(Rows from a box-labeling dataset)
____

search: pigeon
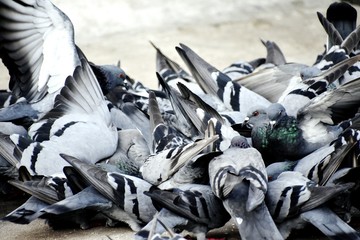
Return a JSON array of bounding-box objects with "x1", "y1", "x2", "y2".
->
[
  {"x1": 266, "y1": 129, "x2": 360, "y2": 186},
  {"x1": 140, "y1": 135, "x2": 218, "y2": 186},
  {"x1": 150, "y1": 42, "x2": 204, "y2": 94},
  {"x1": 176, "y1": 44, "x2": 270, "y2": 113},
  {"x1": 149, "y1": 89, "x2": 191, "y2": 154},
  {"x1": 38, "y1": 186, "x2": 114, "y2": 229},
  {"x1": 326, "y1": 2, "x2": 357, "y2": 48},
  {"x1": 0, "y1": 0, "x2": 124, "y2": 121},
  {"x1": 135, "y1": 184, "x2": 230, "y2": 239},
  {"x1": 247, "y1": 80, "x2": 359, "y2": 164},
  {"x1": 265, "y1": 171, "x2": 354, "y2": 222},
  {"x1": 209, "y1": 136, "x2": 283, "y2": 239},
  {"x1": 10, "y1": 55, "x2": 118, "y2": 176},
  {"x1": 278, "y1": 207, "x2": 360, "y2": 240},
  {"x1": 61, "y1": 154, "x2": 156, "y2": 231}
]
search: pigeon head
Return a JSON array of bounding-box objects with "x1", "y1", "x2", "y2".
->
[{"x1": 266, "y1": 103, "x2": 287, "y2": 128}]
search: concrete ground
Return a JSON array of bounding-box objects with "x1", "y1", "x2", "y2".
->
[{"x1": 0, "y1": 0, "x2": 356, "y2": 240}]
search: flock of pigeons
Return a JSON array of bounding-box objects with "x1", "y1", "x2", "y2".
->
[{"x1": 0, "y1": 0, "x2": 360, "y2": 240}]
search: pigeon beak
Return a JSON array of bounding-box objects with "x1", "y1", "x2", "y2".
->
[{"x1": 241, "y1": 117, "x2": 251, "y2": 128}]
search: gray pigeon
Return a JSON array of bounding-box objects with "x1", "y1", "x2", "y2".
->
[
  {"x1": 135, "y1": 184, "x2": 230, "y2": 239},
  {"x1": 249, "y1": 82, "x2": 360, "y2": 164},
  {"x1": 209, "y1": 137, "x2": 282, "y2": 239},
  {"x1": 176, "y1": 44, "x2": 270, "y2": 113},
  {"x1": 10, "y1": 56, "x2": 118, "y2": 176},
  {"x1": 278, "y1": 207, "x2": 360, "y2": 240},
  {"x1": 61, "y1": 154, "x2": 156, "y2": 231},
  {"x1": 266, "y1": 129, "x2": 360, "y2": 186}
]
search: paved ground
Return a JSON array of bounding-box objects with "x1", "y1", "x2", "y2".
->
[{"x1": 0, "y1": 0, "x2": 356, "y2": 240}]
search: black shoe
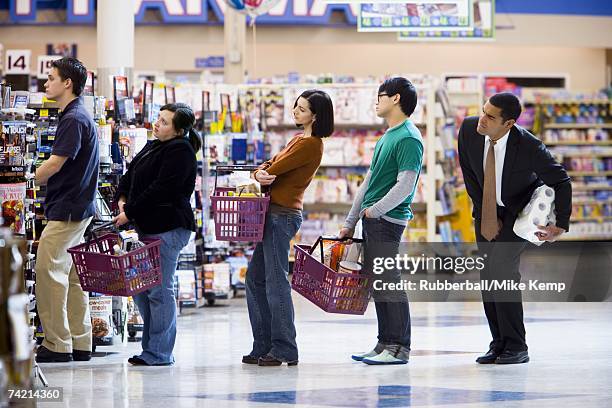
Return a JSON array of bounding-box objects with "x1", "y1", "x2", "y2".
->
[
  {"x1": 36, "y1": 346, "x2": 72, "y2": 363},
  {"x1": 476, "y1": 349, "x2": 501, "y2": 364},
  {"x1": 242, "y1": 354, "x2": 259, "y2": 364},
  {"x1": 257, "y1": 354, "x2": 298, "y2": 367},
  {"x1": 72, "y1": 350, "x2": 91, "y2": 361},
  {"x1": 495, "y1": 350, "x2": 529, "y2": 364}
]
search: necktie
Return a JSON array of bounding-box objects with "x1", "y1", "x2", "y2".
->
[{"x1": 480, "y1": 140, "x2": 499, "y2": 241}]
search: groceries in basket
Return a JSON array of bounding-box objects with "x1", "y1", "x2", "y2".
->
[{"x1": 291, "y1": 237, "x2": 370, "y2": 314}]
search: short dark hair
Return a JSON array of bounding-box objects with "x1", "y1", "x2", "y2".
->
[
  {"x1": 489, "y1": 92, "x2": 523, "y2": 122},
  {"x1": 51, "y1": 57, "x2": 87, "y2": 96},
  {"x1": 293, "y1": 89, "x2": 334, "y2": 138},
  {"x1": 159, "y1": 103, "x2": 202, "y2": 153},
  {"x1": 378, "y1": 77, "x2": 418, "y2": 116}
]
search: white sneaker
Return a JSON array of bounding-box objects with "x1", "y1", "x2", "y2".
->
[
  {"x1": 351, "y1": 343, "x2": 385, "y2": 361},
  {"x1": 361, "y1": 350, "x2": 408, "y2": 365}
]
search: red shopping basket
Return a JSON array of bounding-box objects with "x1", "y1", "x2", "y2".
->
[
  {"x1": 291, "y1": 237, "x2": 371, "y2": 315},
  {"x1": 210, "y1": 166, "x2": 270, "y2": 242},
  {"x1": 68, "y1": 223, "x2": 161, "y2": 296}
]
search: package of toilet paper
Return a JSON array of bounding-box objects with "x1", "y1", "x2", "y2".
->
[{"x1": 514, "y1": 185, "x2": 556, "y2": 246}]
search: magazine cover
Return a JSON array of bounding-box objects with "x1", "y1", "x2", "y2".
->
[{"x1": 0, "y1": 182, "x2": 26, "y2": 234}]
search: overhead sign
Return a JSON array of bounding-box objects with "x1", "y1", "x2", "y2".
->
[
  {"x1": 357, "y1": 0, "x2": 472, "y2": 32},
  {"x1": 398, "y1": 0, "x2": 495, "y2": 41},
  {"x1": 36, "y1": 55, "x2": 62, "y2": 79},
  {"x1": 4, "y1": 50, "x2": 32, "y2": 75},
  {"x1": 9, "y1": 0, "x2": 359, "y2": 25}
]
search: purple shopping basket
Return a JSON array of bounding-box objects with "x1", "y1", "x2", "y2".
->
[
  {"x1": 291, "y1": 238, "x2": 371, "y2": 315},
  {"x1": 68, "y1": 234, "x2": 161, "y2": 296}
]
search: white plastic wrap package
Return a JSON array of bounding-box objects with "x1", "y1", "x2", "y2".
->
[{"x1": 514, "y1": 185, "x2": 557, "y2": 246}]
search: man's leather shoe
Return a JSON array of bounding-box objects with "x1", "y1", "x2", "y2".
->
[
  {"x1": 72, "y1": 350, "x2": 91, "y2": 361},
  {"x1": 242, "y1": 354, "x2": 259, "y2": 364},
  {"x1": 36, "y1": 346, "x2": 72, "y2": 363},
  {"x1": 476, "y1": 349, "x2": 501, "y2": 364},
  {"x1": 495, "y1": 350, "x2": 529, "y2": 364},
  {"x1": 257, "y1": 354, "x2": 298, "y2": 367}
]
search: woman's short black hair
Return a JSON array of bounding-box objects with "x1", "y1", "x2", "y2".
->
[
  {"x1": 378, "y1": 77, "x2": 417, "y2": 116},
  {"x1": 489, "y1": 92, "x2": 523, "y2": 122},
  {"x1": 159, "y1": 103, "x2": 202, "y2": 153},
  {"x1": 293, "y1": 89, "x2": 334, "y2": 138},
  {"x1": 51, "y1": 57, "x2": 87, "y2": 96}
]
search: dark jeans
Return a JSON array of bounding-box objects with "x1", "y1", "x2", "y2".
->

____

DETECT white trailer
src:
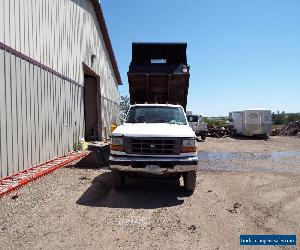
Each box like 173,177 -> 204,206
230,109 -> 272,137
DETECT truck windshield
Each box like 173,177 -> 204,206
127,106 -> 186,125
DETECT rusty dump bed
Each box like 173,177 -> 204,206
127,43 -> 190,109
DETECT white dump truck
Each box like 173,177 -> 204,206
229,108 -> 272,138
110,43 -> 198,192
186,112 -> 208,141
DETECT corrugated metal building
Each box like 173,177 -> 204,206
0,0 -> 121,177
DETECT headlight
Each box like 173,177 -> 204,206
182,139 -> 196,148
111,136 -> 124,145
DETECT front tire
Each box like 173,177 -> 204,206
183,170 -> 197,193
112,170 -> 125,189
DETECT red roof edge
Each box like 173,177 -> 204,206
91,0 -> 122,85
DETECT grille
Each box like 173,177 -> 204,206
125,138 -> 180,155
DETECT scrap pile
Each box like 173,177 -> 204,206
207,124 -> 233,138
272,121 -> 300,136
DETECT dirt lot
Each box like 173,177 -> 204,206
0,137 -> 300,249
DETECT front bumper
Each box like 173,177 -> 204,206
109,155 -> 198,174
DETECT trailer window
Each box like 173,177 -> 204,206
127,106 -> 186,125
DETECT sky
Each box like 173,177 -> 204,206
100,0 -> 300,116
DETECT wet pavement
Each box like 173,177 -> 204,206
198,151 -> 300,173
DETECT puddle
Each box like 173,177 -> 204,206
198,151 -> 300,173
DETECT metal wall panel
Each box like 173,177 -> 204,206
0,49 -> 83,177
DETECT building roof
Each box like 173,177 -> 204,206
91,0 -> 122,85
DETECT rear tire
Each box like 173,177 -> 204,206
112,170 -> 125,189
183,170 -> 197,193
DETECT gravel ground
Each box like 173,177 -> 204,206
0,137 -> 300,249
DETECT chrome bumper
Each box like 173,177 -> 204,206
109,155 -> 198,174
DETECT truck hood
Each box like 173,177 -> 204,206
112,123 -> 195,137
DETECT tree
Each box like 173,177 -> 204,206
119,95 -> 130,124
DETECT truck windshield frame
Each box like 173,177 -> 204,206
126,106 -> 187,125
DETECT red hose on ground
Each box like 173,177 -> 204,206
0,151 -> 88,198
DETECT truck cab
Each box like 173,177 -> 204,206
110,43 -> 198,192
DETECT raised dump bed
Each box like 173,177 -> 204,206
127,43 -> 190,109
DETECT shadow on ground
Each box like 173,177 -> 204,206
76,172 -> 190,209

____

Your goal> Which of the lines above contain the word "package"? Copy each of those lines.

Result for this exercise>
search: package of toilet paper
search: white plastic wrap package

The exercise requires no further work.